### What the task requires
For the entries that follow, set down each one exactly and drop any pictures.

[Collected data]

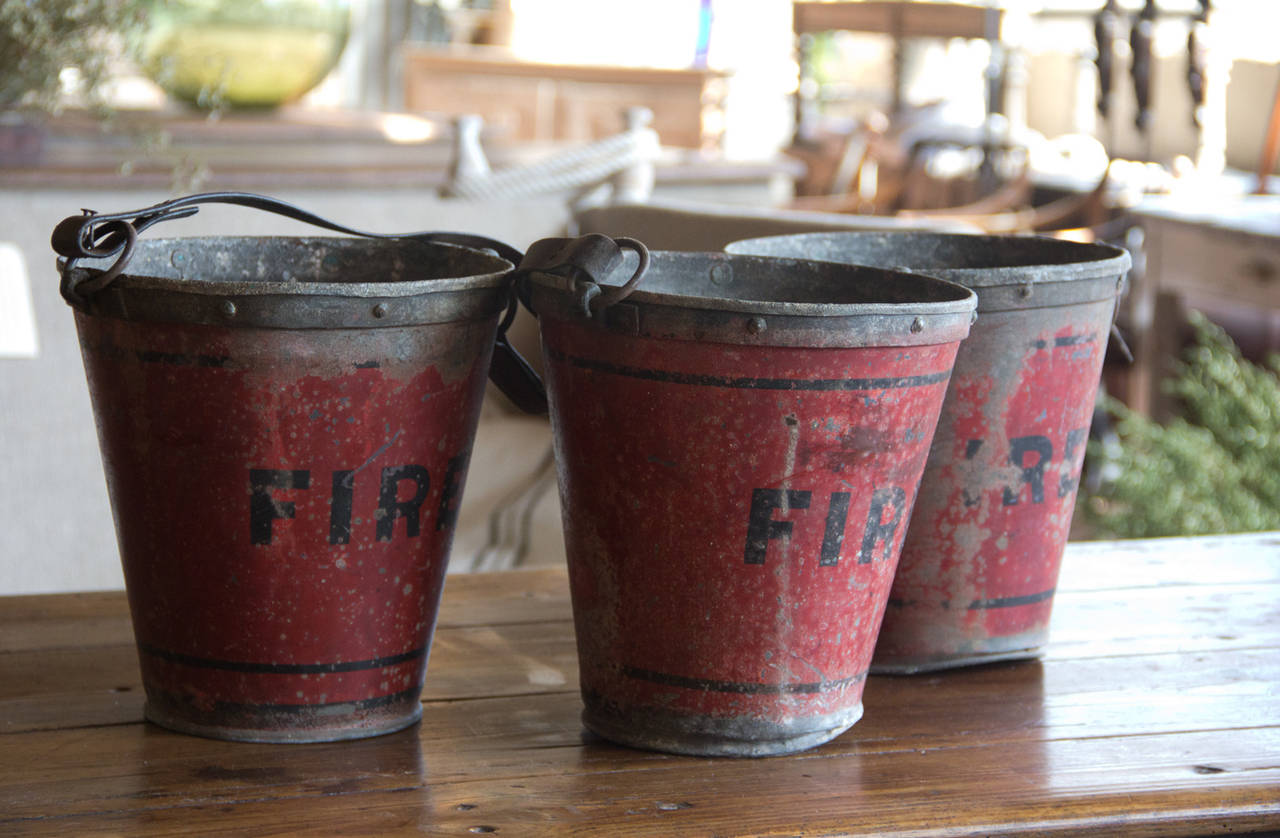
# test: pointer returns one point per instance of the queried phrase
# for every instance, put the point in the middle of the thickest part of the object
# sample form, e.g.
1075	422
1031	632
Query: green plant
1216	468
39	39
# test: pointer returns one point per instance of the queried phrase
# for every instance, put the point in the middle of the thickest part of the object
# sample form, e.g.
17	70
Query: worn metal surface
284	467
981	561
734	502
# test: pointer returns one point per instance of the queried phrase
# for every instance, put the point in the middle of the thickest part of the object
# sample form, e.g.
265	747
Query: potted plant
40	41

### Task output
# test: pointer returns one point per instance of the queried phrase
# for every instance, put the point in the middle of the thickest part of the object
# sample form, e.g.
1075	422
1031	632
Query: green plant
1216	468
39	39
# test: pointer returns one point per instance of the queried phrase
# for every instance, put the point in the middle of the thickest part of the object
# sample form, e.g.
17	70
Query: worn metal surface
284	467
981	561
734	502
# test: pointer returns one point per instance of the queried phrase
# for every instance, put the point in the middle of the thickest part of the object
# sample form, e.g.
265	747
Query: potted plant
40	41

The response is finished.